=== WORK ORDER 1 ===
In the ptrace thread, translate this sentence into Spanish: "But after removing cgroup_{enter|leave}_frozen() in ptrace_stop() I don't see the problems I saw earlier."
=== WORK ORDER 2 ===
Carry the ptrace thread forward from its last line.

That is ptrace_parent() in unlock_parents_siglocks().

Sebastian
Sebastian Andrzej Siewior May 20, 2022, 9:19 a.m. UTC | #5
On 2022-05-18 17:49:50 [-0500], Eric W. Biederman wrote:
> After this set of changes only cgroup_enter_frozen should remain a
> stumbling block for PREEMPT_RT in the ptrace_stop path.

Yes, I can confirm that. I have no systemd-less system at hand which
means I can't boot a kernel without CGROUP support. But after removing
cgroup_{enter|leave}_frozen() in ptrace_stop() I don't see the problems
I saw earlier.

Sebastian
Eric W. Biederman May 20, 2022, 7:32 p.m. UTC | #6
Sebastian Andrzej Siewior <bigeasy@linutronix.de> writes:

> On 2022-05-18 17:49:50 [-0500], Eric W. Biederman wrote:
>> 
>> For ptrace_stop to work on PREEMT_RT no spinlocks can be taken once
>> ptrace_freeze_traced has completed successfully.  Which fundamentally
>> means the lock dance of dropping siglock and grabbing tasklist_lock does
>> not work on PREEMPT_RT.  So I have worked through what is necessary so
>> that tasklist_lock does not need to be grabbed in ptrace_stop after
>> siglock is dropped.
> …
> It took me a while to realise that this is a follow-up I somehow assumed
> that you added a few patches on top. Might have been the yesterday's
> heat. b4 also refused to download this series because the v4 in this
> thread looked newer… Anyway. Both series applied:
>
> | =============================
> | WARNING: suspicious RCU usage
> | 5.18.0-rc7+ #16 Not tainted
> | -----------------------------
> | include/linux/ptrace.h:120 suspicious rcu_dereference_check() usage!

=== Stored data entries ===

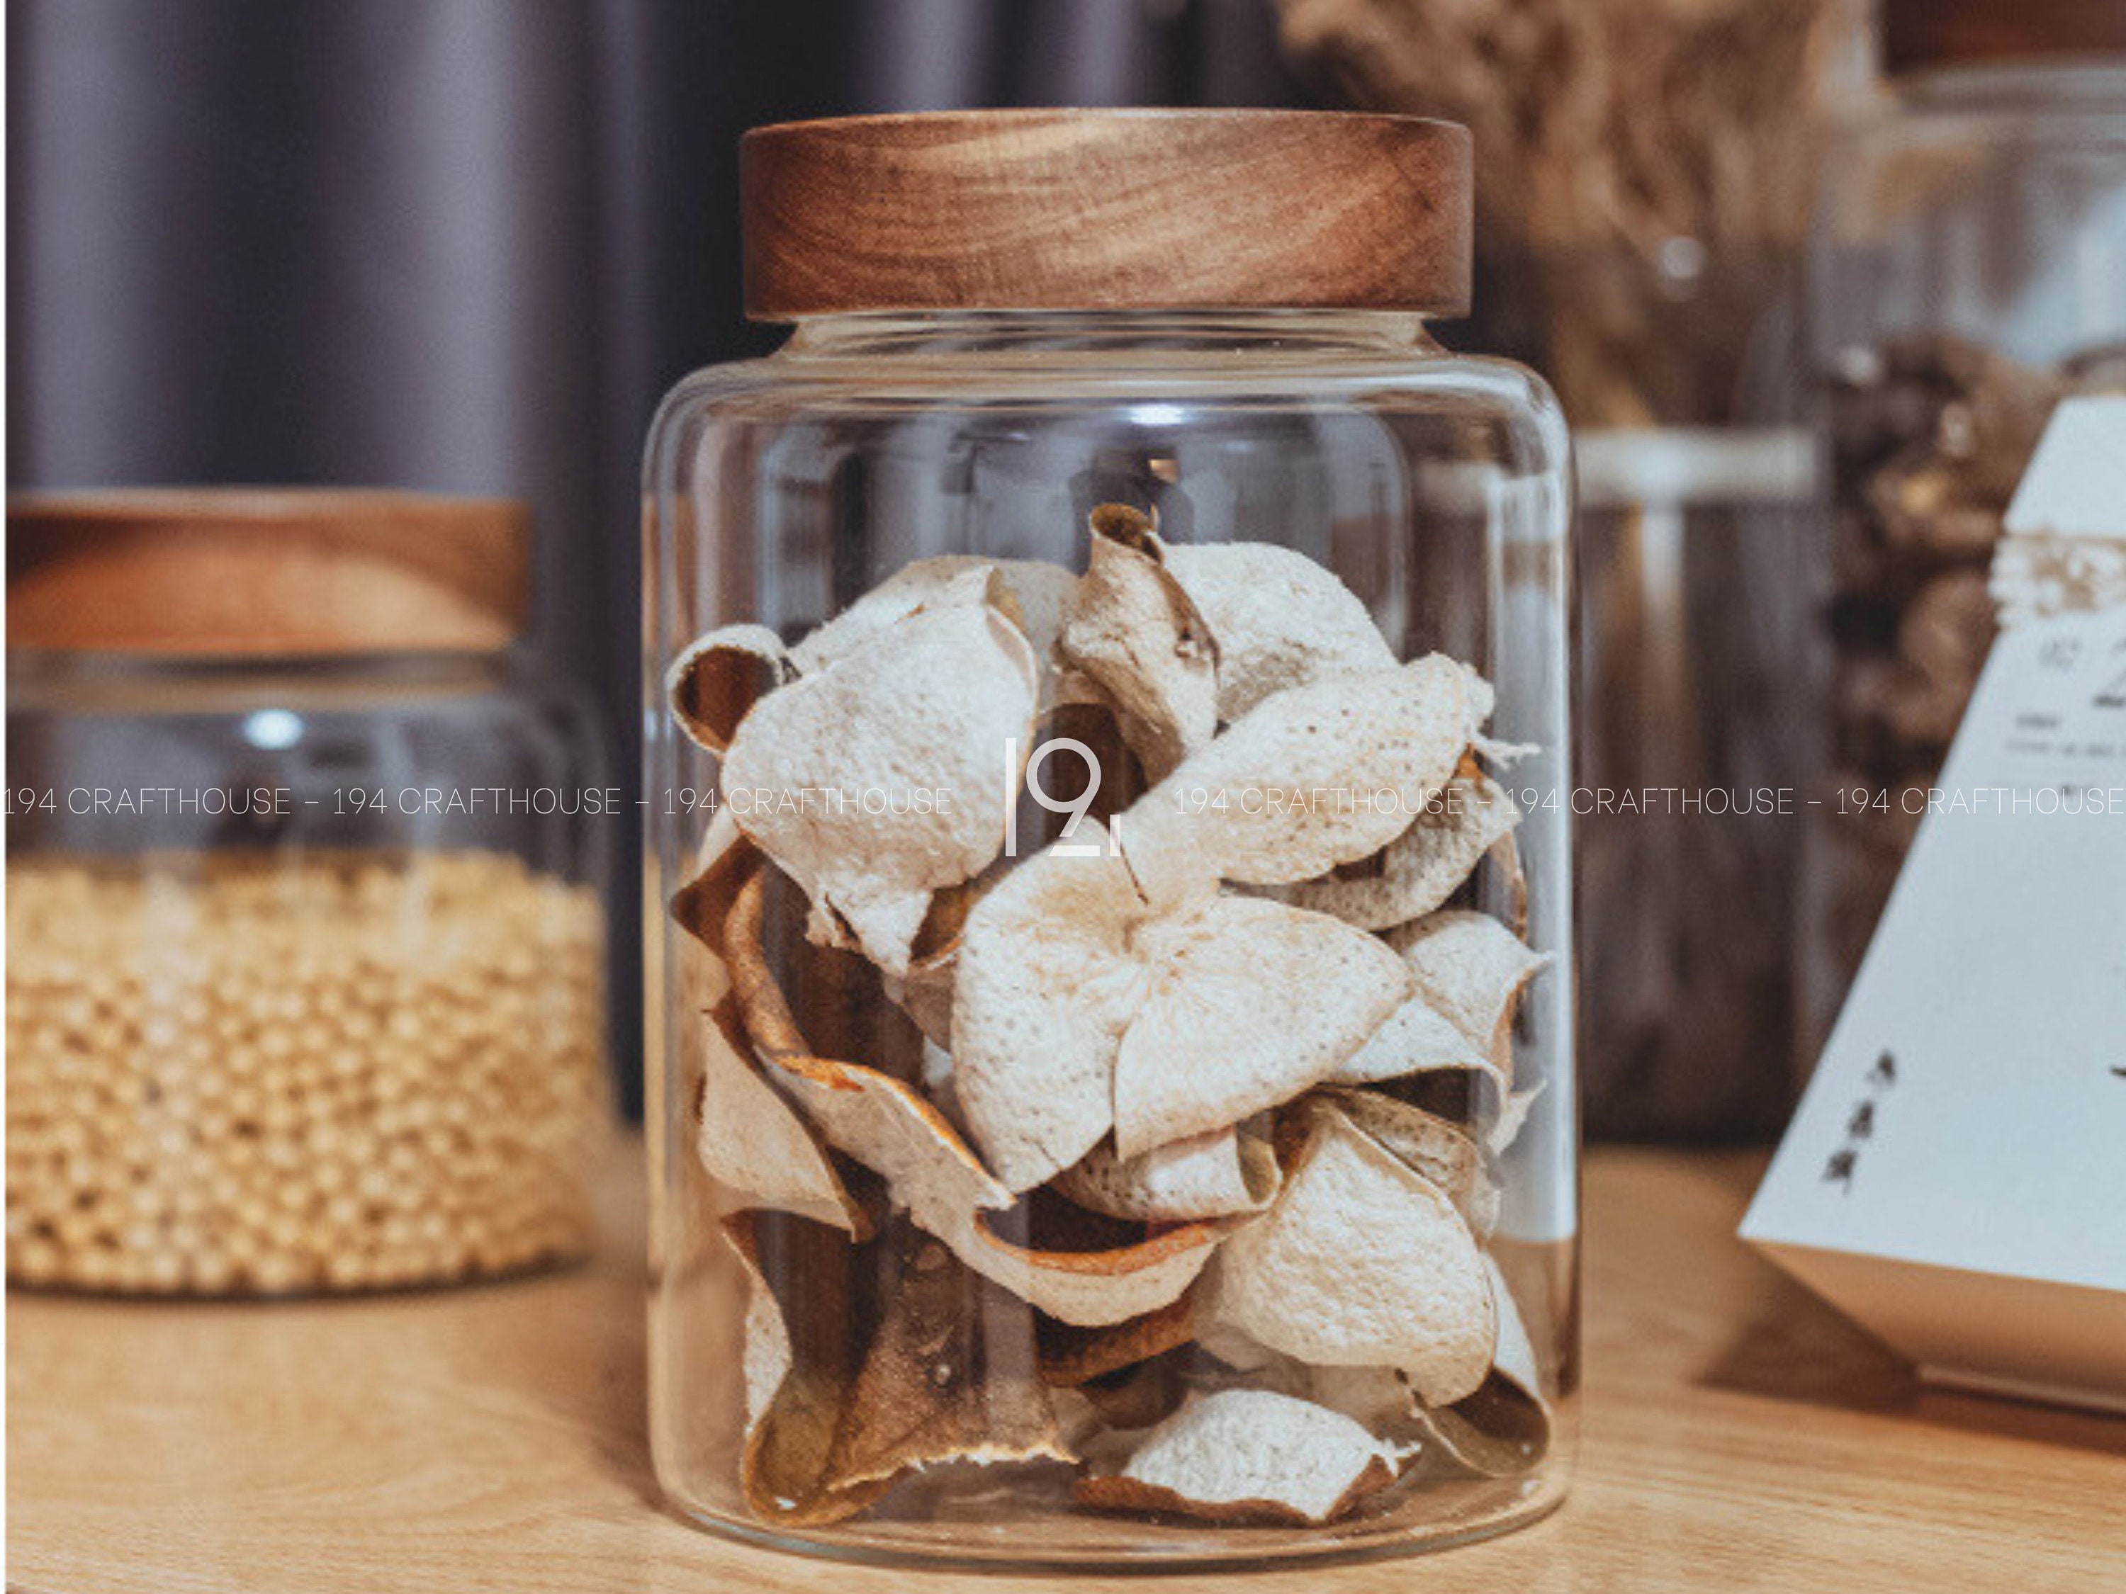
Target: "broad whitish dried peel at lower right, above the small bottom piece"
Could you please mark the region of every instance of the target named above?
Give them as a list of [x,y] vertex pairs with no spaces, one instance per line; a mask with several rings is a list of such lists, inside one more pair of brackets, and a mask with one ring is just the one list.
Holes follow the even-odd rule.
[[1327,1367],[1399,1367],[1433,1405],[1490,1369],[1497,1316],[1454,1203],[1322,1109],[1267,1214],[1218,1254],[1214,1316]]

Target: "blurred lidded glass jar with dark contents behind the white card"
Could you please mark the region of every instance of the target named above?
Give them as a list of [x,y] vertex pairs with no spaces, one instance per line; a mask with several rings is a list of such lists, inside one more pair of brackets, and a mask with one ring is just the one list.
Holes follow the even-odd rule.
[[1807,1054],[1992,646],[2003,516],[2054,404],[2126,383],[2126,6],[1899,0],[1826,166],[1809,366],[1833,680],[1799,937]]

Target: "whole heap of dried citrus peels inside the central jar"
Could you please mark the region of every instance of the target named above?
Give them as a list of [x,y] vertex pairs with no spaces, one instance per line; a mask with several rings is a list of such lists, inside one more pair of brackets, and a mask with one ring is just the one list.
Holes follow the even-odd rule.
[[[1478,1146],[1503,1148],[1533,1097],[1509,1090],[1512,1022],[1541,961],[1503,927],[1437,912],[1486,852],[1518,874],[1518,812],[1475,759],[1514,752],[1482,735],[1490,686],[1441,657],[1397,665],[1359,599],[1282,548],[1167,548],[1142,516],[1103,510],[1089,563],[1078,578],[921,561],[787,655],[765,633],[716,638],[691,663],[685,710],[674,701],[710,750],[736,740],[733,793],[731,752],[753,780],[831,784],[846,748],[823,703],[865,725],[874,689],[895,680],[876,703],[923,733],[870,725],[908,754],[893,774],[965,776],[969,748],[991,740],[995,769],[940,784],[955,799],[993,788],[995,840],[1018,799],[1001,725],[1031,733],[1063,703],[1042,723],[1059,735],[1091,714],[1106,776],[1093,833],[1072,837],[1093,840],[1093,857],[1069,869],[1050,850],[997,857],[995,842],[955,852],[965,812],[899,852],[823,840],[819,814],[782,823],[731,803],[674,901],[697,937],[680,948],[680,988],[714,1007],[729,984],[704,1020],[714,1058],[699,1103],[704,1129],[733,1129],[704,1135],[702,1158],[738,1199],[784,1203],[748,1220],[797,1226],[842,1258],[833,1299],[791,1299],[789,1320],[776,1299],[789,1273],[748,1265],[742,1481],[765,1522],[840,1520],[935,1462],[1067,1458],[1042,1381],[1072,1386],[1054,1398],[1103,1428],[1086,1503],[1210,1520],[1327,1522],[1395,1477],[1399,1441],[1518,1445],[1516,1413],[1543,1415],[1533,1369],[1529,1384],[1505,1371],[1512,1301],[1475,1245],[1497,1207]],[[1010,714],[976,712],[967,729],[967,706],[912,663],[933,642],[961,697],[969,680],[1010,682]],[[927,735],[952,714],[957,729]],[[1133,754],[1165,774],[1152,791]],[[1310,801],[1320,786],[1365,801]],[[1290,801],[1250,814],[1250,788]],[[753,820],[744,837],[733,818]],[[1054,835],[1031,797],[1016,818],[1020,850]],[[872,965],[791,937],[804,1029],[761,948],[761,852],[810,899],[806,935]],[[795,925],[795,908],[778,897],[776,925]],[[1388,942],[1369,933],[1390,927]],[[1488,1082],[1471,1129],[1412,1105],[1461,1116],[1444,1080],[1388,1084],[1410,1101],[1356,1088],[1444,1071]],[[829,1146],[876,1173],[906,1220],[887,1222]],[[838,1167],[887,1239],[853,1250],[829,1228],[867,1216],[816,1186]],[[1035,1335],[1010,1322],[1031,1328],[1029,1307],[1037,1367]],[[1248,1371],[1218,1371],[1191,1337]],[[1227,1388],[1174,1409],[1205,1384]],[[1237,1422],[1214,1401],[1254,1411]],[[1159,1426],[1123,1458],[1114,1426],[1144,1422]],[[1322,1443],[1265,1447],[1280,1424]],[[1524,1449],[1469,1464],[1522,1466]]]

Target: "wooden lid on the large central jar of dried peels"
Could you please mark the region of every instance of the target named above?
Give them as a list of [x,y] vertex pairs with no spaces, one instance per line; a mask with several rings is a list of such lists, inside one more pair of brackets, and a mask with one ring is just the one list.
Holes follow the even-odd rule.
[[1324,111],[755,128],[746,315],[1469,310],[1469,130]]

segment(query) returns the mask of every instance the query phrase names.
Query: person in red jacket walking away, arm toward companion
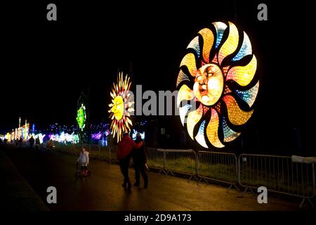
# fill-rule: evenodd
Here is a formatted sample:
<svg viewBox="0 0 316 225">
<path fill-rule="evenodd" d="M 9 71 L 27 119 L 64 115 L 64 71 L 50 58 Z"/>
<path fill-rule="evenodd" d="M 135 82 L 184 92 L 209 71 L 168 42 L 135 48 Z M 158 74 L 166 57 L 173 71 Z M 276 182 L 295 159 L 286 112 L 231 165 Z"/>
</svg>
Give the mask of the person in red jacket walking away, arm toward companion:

=== FINAL ANSWER 1 ===
Pero después de quitar cgroup_{enter|leave}_frozen() en ptrace_stop() no veo los problemas que vi antes.

=== FINAL ANSWER 2 ===
> |
> | other info that might help us debug this:
> |
> | rcu_scheduler_active = 2, debug_locks = 1
> | 2 locks held by ssdd/1734:
> |  #0: ffff88800eaa6918 (&sighand->siglock){....}-{2:2}, at: lock_parents_siglocks+0xf0/0x3b0
> |  #1: ffff88800eaa71d8 (&sighand->siglock/2){....}-{2:2}, at: lock_parents_siglocks+0x115/0x3b0
> |
> | stack backtrace:
> | CPU: 2 PID: 1734 Comm: ssdd Not tainted 5.18.0-rc7+ #16
> | Hardware name: QEMU Standard PC (Q35 + ICH9, 2009), BIOS 1.16.0-debian-1.16.0-4 04/01/2014
> | Call Trace:
> |  <TASK>
> |  dump_stack_lvl+0x45/0x5a
> |  unlock_parents_siglocks+0xb6/0xc0
> |  ptrace_stop+0xb9/0x390
> |  get_signal+0x51c/0x8d0
> |  arch_do_signal_or_restart+0x31/0x750
> |  exit_to_user_mode_prepare+0x157/0x220
> |  irqentry_exit_to_user_mode+0x5/0x50
> |  asm_sysvec_apic_timer_interrupt+0x12/0x20
>
> That is ptrace_parent() in unlock_parents_siglocks().

How odd.  I thought I had the appropriate lockdep config options enabled
in my test build to catch things like this.  I guess not.

Now I am trying to think how to tell it that holding the appropriate
iglock makes this ok.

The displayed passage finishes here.